**Extrait choisi**

........

C’est un président désormais “fortifié” qui va “viser la jugulaire” avec de nouvelles procédures judiciaires contre ses adversaires politiques, titre le quotidien économique sud-africain Business Day. Menacé de destitution après un scandale politico-financier, Cyril Ramaphosa a lancé lundi 5 décembre une contre-attaque, et réussi un joli coup politique, ses “pistolets fumants” toujours en main, pour rester dans la métaphore guerrière.

Le politicien roué a ainsi obtenu le soutien de l’African National Congress (ANC), son parti, majoritaire au Parlement, qui a annoncé qu’il ne voterait pas pour le lancement d’une éventuelle procédure d’“impeachment”. Un vote préalable devait se tenir mardi, mais sans les voix de l’ANC il n’a aucune chance d’aboutir. Ramaphosa a également saisi la Cour constitutionnelle en arguant que le rapport du panel indépendant qui l’accable était “illégal et devait être écarté”, explique le site d’informations News24.

........

**Consigne**
Recopiez mot pour mot le passage de l'article sur Cyril Ramaphosa qui va de « Le politicien roué » jusqu'à « site d’informations News24. » inclus.

........

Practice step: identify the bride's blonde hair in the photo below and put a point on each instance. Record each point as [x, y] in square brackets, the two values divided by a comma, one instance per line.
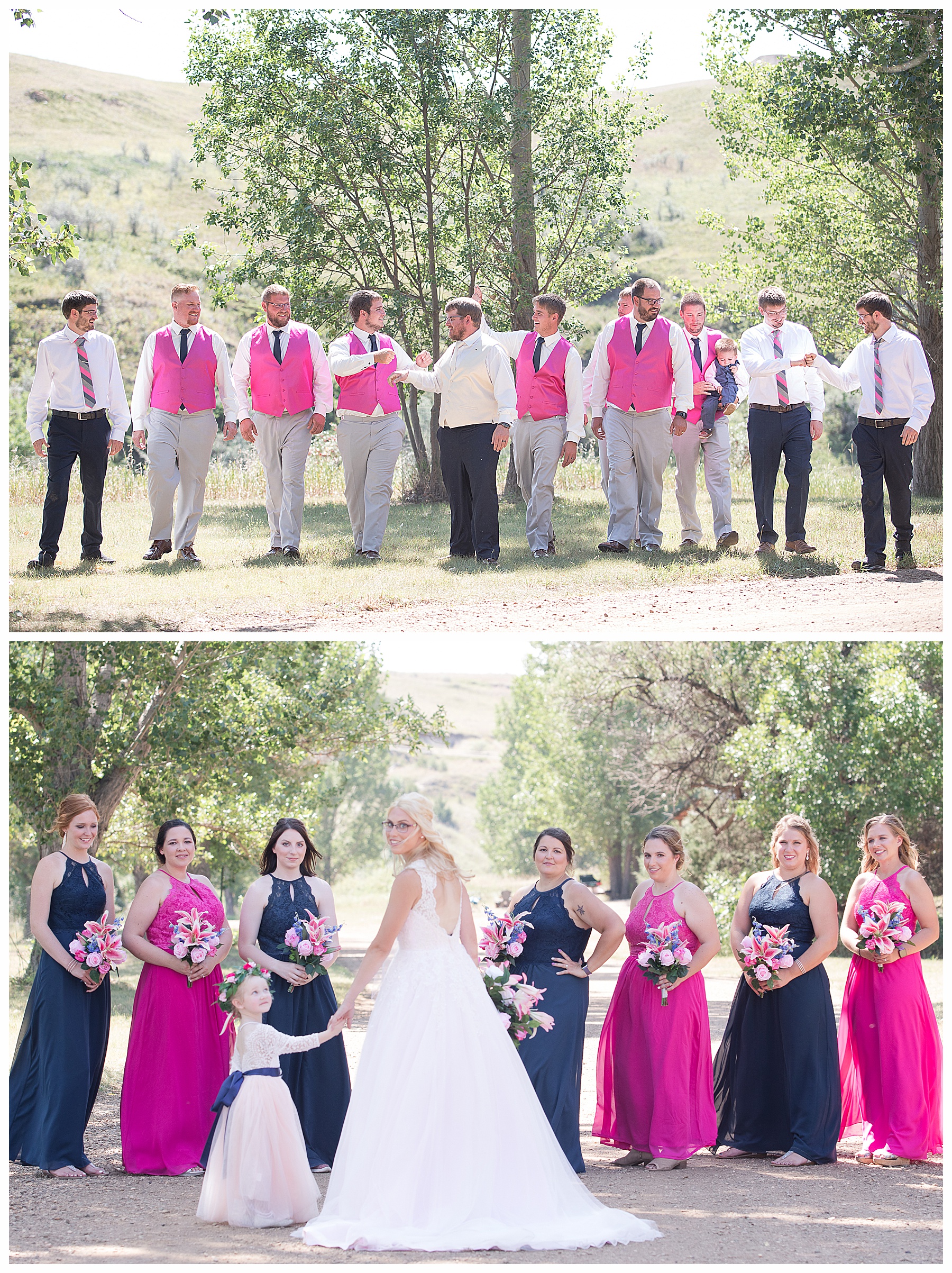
[433, 851]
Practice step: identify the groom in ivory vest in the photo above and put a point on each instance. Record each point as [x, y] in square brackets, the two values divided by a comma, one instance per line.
[180, 369]
[284, 391]
[550, 421]
[642, 363]
[371, 427]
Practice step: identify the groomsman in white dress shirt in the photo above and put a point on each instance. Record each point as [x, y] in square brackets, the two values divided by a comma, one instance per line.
[371, 425]
[173, 400]
[643, 363]
[898, 394]
[477, 413]
[78, 376]
[552, 419]
[716, 453]
[283, 386]
[785, 418]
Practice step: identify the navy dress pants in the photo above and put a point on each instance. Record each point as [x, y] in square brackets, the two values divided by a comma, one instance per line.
[68, 441]
[882, 456]
[469, 465]
[771, 436]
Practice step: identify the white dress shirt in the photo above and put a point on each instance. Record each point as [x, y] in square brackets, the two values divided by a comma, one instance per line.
[142, 391]
[241, 369]
[907, 384]
[680, 362]
[512, 343]
[803, 384]
[344, 363]
[474, 380]
[58, 381]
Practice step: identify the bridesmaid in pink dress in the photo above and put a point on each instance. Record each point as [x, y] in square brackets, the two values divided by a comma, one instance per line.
[175, 1042]
[890, 1048]
[655, 1076]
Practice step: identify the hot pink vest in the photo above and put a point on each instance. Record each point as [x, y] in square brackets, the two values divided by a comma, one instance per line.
[193, 381]
[288, 386]
[713, 338]
[643, 383]
[541, 394]
[364, 390]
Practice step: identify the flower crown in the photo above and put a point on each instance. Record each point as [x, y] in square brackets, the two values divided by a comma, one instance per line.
[233, 979]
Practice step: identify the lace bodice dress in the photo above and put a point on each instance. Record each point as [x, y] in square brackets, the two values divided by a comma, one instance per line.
[440, 1089]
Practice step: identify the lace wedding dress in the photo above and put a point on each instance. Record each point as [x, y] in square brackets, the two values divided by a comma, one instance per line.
[446, 1146]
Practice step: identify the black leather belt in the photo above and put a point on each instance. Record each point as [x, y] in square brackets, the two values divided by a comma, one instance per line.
[878, 423]
[80, 415]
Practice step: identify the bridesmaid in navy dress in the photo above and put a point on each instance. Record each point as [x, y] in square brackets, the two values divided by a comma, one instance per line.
[318, 1080]
[61, 1049]
[777, 1080]
[563, 914]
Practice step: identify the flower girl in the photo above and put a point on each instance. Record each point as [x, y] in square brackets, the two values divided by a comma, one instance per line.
[256, 1165]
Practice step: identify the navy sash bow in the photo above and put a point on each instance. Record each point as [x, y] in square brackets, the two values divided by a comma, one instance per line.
[227, 1094]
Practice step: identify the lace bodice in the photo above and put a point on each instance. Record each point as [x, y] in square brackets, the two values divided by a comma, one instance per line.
[194, 895]
[259, 1045]
[422, 929]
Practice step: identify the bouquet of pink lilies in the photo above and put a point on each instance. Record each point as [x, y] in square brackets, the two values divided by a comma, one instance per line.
[515, 1001]
[505, 935]
[194, 939]
[665, 955]
[307, 941]
[884, 927]
[97, 946]
[766, 950]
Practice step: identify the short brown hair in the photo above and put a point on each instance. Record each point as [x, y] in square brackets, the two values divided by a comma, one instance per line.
[908, 852]
[876, 302]
[549, 301]
[77, 301]
[693, 298]
[70, 807]
[361, 302]
[468, 308]
[772, 297]
[794, 823]
[671, 836]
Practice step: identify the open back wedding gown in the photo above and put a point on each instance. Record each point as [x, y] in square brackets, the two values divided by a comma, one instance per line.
[446, 1146]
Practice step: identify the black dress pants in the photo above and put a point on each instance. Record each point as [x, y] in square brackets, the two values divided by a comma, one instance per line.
[469, 465]
[882, 456]
[68, 441]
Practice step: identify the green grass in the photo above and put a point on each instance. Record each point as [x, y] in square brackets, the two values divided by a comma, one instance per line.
[239, 588]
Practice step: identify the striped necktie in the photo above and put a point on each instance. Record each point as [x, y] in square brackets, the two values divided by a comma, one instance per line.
[877, 374]
[85, 375]
[783, 396]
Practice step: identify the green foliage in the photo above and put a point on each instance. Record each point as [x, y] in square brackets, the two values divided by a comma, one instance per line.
[32, 237]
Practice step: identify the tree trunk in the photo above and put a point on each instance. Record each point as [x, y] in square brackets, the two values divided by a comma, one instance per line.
[927, 459]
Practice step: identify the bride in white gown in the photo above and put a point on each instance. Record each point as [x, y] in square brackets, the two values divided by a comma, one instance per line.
[446, 1146]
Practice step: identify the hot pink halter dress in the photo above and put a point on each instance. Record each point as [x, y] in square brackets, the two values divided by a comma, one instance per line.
[655, 1068]
[177, 1059]
[890, 1048]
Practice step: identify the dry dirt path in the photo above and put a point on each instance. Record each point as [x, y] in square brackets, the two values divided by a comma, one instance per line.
[854, 605]
[745, 1212]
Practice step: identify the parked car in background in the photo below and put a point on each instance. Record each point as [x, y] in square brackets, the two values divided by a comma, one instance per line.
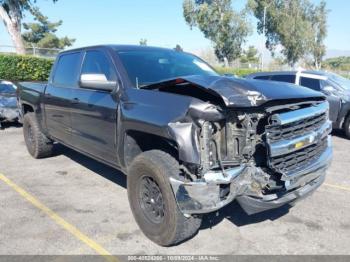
[335, 87]
[9, 111]
[190, 141]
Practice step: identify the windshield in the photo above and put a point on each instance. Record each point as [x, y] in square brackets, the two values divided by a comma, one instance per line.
[145, 67]
[7, 88]
[342, 82]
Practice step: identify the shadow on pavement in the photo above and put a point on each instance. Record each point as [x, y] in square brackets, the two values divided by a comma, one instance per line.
[237, 216]
[5, 125]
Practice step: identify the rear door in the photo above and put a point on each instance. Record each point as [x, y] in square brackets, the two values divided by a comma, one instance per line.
[94, 112]
[58, 96]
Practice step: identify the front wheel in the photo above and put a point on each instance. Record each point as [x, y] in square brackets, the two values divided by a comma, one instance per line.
[152, 200]
[347, 127]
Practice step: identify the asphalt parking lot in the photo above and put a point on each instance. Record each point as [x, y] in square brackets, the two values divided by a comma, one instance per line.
[71, 204]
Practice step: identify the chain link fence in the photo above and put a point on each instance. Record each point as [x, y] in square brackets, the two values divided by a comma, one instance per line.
[35, 51]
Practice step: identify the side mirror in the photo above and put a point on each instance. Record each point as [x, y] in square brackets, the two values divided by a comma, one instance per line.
[96, 81]
[329, 90]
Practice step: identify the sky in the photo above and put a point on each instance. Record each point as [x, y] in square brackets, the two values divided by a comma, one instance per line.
[159, 21]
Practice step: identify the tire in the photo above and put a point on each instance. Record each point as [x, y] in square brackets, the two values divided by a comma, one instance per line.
[347, 127]
[171, 226]
[38, 145]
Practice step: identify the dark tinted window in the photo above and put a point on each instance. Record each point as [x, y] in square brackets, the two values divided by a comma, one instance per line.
[284, 78]
[145, 67]
[66, 72]
[7, 88]
[310, 83]
[96, 62]
[262, 77]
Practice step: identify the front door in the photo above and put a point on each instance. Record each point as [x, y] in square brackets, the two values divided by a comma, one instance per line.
[58, 96]
[94, 112]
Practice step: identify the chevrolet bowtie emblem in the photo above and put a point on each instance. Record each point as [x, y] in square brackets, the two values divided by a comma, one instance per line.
[299, 145]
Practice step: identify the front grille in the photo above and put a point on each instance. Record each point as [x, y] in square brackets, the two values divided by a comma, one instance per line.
[294, 161]
[301, 127]
[310, 121]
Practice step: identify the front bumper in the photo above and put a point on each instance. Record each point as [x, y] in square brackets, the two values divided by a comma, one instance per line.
[245, 184]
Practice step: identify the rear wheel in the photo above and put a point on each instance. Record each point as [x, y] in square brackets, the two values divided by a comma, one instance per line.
[38, 145]
[152, 200]
[347, 126]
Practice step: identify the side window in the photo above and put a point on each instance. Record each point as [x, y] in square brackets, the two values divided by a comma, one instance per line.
[284, 78]
[262, 77]
[66, 72]
[310, 83]
[96, 62]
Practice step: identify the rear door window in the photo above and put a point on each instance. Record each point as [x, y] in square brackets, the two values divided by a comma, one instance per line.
[310, 83]
[67, 70]
[284, 78]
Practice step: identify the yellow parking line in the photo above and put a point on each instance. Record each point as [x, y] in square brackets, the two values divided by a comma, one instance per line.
[59, 220]
[338, 187]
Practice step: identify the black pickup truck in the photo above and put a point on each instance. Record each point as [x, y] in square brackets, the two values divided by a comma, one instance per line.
[189, 140]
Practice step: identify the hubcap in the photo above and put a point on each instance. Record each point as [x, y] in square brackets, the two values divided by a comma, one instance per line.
[151, 200]
[30, 135]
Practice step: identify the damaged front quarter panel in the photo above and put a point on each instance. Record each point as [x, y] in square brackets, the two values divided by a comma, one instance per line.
[186, 133]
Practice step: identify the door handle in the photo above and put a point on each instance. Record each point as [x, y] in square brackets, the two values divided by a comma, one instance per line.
[75, 100]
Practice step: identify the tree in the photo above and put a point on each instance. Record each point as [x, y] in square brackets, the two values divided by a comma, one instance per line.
[143, 41]
[42, 33]
[296, 25]
[226, 28]
[318, 18]
[250, 55]
[11, 12]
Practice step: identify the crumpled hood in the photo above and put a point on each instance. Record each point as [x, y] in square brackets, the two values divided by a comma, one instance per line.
[237, 92]
[7, 101]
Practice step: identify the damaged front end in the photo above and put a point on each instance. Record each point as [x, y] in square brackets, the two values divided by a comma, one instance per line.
[263, 157]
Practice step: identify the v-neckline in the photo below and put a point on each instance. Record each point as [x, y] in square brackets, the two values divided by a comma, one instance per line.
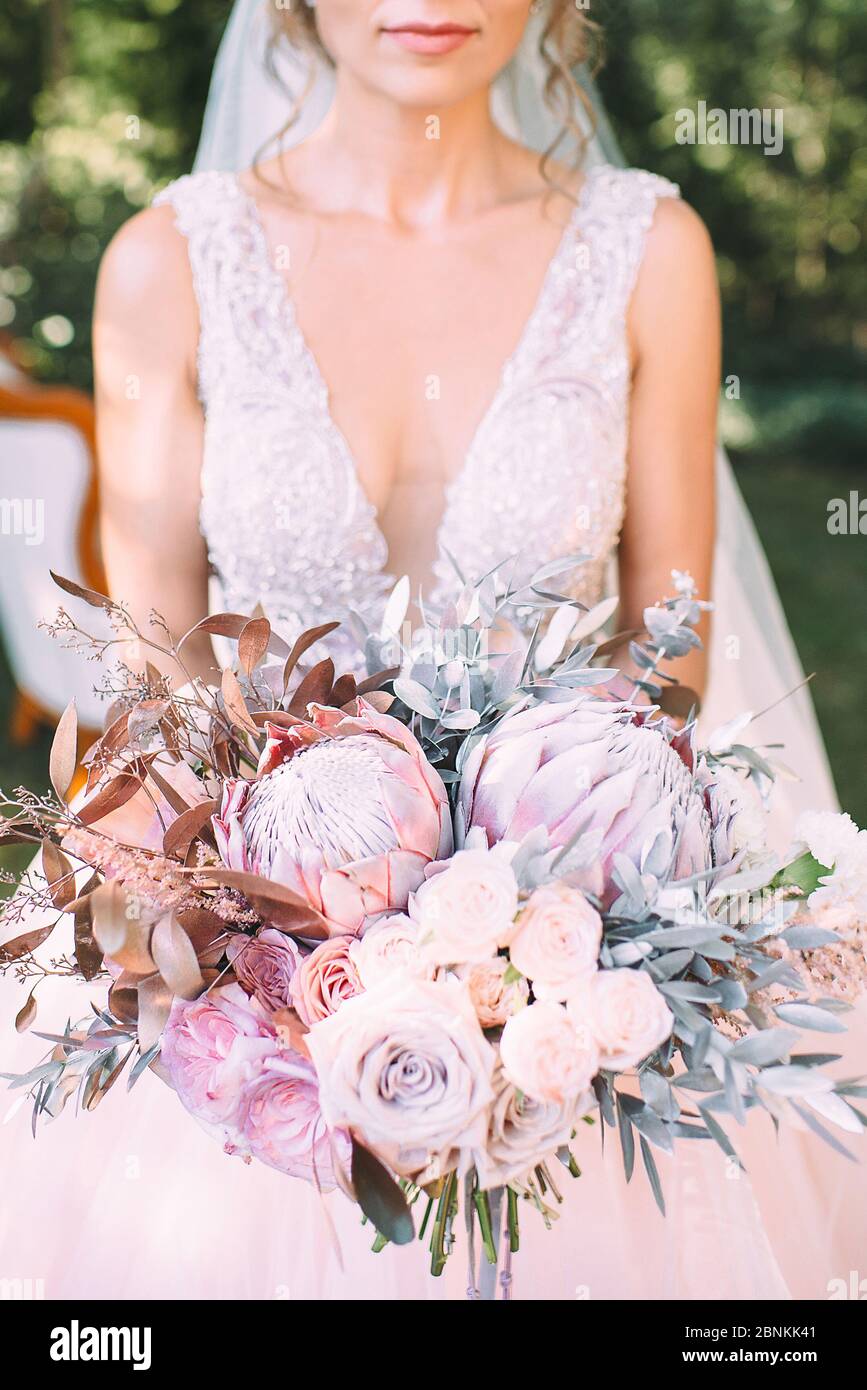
[288, 312]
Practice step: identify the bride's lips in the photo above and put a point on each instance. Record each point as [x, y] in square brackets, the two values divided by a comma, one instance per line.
[431, 39]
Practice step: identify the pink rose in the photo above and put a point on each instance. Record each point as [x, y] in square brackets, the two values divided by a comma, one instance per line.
[625, 1014]
[557, 940]
[324, 980]
[210, 1048]
[492, 997]
[282, 1125]
[545, 1055]
[266, 965]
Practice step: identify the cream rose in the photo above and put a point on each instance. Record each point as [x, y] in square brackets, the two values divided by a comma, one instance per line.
[545, 1055]
[391, 944]
[557, 940]
[624, 1012]
[493, 998]
[467, 909]
[524, 1132]
[407, 1066]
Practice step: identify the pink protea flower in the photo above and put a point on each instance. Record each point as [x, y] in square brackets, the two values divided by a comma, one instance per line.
[593, 766]
[346, 811]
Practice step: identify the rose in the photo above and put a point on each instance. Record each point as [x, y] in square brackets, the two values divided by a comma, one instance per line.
[624, 1012]
[264, 966]
[346, 811]
[211, 1047]
[324, 980]
[557, 940]
[492, 998]
[407, 1068]
[466, 911]
[524, 1132]
[545, 1055]
[281, 1122]
[389, 944]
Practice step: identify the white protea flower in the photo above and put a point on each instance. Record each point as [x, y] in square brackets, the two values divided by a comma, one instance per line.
[348, 813]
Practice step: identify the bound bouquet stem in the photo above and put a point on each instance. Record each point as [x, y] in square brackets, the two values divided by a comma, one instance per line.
[416, 933]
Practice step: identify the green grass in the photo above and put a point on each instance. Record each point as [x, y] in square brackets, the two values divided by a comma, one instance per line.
[821, 578]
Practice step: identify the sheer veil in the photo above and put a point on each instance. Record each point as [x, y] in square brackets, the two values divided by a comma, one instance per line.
[753, 659]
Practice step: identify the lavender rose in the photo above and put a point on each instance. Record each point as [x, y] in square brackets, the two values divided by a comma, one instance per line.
[324, 980]
[407, 1066]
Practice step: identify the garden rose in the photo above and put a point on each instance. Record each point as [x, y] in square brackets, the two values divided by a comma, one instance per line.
[603, 769]
[466, 911]
[524, 1132]
[264, 966]
[348, 813]
[557, 940]
[545, 1055]
[324, 980]
[281, 1122]
[211, 1047]
[625, 1014]
[407, 1068]
[492, 998]
[389, 944]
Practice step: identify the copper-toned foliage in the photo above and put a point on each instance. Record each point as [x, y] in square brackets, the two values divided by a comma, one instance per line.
[314, 688]
[116, 792]
[59, 875]
[274, 901]
[63, 756]
[193, 823]
[253, 644]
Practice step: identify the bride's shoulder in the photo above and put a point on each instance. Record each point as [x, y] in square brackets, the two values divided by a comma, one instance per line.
[147, 260]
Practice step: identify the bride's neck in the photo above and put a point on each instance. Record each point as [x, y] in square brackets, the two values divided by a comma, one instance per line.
[403, 164]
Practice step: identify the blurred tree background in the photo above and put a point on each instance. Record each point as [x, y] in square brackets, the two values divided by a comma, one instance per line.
[102, 102]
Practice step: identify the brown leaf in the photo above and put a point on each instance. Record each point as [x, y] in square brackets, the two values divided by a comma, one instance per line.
[77, 591]
[25, 944]
[381, 701]
[314, 688]
[253, 642]
[114, 794]
[235, 704]
[206, 930]
[303, 644]
[59, 873]
[124, 998]
[88, 954]
[274, 901]
[63, 756]
[175, 958]
[118, 927]
[232, 624]
[343, 691]
[27, 1015]
[154, 1007]
[192, 824]
[167, 791]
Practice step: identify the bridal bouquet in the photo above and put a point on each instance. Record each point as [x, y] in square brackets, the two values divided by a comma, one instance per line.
[417, 934]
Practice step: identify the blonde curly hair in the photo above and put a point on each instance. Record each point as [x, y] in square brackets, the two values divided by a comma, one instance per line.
[567, 41]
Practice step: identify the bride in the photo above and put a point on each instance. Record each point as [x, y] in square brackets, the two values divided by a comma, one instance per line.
[406, 334]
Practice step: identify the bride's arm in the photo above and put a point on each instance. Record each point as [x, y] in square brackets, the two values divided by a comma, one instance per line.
[149, 431]
[674, 327]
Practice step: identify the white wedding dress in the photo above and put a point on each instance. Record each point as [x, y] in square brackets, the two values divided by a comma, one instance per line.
[136, 1200]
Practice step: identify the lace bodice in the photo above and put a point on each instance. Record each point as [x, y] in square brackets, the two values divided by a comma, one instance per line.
[282, 509]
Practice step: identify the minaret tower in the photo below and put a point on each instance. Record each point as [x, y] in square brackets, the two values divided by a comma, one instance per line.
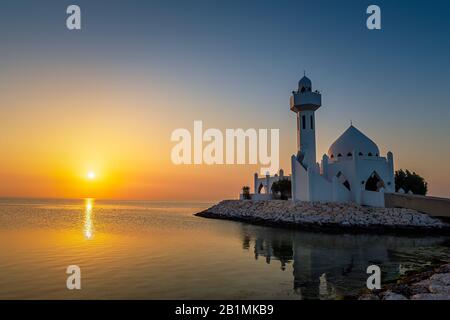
[304, 103]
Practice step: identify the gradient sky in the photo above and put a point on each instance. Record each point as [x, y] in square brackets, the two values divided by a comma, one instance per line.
[107, 98]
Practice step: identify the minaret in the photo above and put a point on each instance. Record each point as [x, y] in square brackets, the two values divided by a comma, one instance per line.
[304, 102]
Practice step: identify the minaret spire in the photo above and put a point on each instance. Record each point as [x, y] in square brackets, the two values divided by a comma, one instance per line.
[304, 102]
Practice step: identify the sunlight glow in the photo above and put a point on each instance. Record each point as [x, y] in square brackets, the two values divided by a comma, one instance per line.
[88, 224]
[91, 175]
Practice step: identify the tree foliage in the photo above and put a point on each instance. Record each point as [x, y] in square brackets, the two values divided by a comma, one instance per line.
[246, 192]
[410, 181]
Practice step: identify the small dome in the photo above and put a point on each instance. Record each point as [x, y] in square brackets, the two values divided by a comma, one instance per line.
[304, 83]
[353, 139]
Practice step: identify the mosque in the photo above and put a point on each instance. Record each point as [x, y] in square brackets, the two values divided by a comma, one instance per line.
[353, 169]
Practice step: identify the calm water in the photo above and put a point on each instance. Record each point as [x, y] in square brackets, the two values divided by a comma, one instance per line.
[159, 250]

........

**Réponse ci-dessous**
Le politicien roué a ainsi obtenu le soutien de l’African National Congress (ANC), son parti, majoritaire au Parlement, qui a annoncé qu’il ne voterait pas pour le lancement d’une éventuelle procédure d’“impeachment”. Un vote préalable devait se tenir mardi, mais sans les voix de l’ANC il n’a aucune chance d’aboutir. Ramaphosa a également saisi la Cour constitutionnelle en arguant que le rapport du panel indépendant qui l’accable était “illégal et devait être écarté”, explique le site d’informations News24.